DATA SHOWN -
◆ ◆ ◆ ◆

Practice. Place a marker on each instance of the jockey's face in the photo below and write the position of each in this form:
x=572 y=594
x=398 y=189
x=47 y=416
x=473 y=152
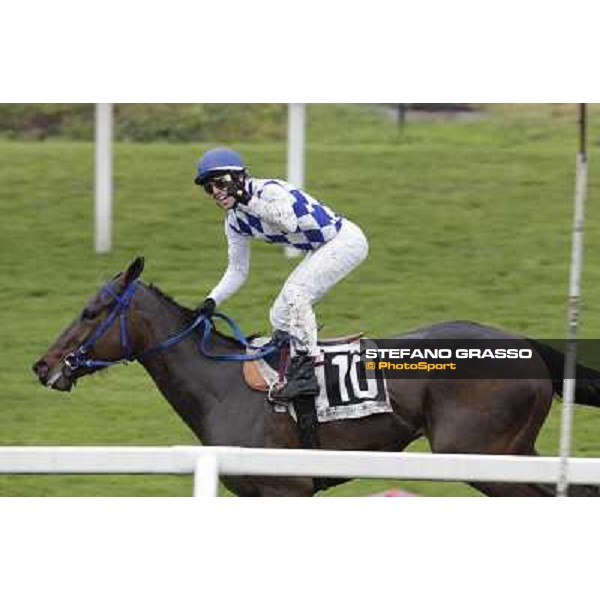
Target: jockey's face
x=219 y=187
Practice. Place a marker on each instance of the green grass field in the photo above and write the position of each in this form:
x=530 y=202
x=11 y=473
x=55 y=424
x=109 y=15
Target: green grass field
x=466 y=219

◆ ◆ ◆ ◆

TASK PROMPT - Reproduce each line in the listing above that mentions the string "form".

RESPONSE BELOW -
Practice. Place a marker on each instance of the jockey's face in the photo below and write the position of each in this form:
Practice. Place a marker on each instance of the green grass field in the photo above and write the position of each in this form:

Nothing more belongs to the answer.